#### SET OF TASKS
**A.** Write out the passage from the talk on Big data and libraries that begins with the words containing "Why Big data" and ends with "in the lurch.", copying it precisely.
**B.** Pick out every line of the records that contains the string "green", and treat uppercase and lowercase as different.

#### QUOTED TEXT
────

What follows is the text of my talk, which I have decided to read, both in order to keep it focused (I tend to wander…) and enjoyable to listen to…. It is the shorter and more direct executive summary of the much longer paper (book) that is available here: http://eprints.rclis.org/22750/
NOTE: link above has been updated to get you to the actual paper.
Why Big data is not “good enough” for the library’s soul – or yours
Librarians are like any other human being in that they like to feel that they have some control – some order! – over the chaos (OK, it is probably more so for us). And right now, many in the library world, seeking out a stable rock, seem to be falling over themselves to get more involved with things like MOOCs and Big data – perhaps the “evidence-based” and “data-driven” stallions we want to attach our carts to! I think this is rather akin to sleeping with the boss – or the person perceived to be the boss – in hopes of economic and political gain (i.e. that they to, might be “big” or at least “bigger” in the world). But when it comes to looking for whom to hook up with, there are solid persons – “men with chests”, as C.S. Lewis once put it – and there are the players who eventually leave you in the lurch.
My mind has been on C.S. Lewis a lot lately, the literary giant and foremost Christian intellectual of the 20th century. Getting ready for this library technology presentation, I had composed a rough draft of 40 some pages – with 32 pages of additional footnotes (at end it is 89 total pages). My mind was brought back to Lewis and his ability to saliently communicate his point to most everyone in a few, well-chosen words – using good analogies and illustrations to make understanding big ideas possible.
Follow me here as I try to be like Clive. First of all, let’s notice that the idea of Big data grows out of the scientific method and that matters of science and technology are rich fodder for science fiction, a favorite genre of librarians. I think we would be wise to note that in science fiction, as the cultural historian of religions Robert M. Geraci says, we constantly see two intertwined themes: not human control and success but rather salvation and damnation by technology. In his memorable words: “fear of technological wrath accompanies the hope of a new Eden”. Along with this, he notes that we feel both “fear and fascination” in the presence of advanced robots. Why might this be?

────

#### DATA SUPPLIED
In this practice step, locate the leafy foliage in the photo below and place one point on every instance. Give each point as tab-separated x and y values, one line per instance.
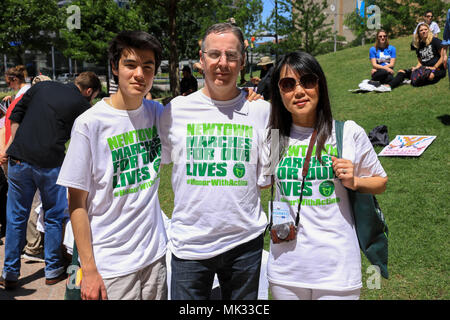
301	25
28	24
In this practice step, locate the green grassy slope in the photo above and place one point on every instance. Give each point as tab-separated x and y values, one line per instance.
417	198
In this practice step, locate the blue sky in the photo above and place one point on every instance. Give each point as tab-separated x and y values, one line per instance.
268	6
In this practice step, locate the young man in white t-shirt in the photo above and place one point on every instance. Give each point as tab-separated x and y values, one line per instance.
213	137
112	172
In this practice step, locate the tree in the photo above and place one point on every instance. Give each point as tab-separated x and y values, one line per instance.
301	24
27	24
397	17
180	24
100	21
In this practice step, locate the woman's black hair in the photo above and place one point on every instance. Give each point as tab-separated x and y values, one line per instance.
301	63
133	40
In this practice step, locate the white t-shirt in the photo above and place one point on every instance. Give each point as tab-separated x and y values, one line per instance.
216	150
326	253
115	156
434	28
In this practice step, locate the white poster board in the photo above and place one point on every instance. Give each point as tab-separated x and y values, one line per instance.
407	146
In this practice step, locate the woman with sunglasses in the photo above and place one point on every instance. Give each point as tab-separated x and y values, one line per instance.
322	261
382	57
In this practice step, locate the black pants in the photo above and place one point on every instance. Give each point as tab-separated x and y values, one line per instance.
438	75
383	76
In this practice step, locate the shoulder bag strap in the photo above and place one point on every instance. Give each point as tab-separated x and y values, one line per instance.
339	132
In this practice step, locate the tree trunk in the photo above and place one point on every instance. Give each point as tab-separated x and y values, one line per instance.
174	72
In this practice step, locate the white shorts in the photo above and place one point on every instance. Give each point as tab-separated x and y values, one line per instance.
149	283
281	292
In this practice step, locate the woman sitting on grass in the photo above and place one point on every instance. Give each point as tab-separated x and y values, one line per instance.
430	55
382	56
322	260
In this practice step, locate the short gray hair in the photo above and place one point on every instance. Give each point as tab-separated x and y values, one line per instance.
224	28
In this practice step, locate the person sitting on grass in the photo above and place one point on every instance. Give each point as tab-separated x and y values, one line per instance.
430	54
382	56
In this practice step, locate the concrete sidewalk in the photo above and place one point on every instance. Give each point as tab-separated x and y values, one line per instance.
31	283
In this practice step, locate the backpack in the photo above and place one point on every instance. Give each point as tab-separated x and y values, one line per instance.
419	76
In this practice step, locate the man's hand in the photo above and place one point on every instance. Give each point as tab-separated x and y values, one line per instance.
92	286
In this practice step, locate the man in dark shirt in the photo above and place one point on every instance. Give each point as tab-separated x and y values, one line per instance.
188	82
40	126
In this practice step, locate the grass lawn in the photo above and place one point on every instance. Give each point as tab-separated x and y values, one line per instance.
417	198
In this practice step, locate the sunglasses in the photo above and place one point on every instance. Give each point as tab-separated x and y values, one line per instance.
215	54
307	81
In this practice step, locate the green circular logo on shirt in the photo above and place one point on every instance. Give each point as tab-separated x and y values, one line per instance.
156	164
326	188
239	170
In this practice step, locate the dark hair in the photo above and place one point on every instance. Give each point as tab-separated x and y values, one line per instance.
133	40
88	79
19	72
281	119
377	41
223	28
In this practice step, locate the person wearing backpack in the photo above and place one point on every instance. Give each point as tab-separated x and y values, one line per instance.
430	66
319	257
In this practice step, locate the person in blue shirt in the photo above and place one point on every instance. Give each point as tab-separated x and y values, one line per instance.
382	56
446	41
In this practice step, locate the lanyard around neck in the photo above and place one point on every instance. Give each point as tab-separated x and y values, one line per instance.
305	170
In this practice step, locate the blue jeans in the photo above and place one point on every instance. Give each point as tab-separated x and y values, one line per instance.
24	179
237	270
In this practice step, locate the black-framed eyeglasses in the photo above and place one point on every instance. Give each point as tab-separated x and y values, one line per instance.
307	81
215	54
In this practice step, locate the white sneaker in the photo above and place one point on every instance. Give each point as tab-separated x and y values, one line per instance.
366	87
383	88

────

#### EXPECTED OUTPUTS
**A.**
Why Big data is not “good enough” for the library’s soul – or yours
Librarians are like any other human being in that they like to feel that they have some control – some order! – over the chaos (OK, it is probably more so for us). And right now, many in the library world, seeking out a stable rock, seem to be falling over themselves to get more involved with things like MOOCs and Big data – perhaps the “evidence-based” and “data-driven” stallions we want to attach our carts to! I think this is rather akin to sleeping with the boss – or the person perceived to be the boss – in hopes of economic and political gain (i.e. that they to, might be “big” or at least “bigger” in the world). But when it comes to looking for whom to hook up with, there are solid persons – “men with chests”, as C.S. Lewis once put it – and there are the players who eventually leave you in the lurch.

**B.**
In this practice step, locate the green grassy slope in the photo above and place one point on every instance. Give each point as tab-separated x and y values, one line per instance.
In this practice step, locate the green circular logo on shirt in the photo above and place one point on every instance. Give each point as tab-separated x and y values, one line per instance.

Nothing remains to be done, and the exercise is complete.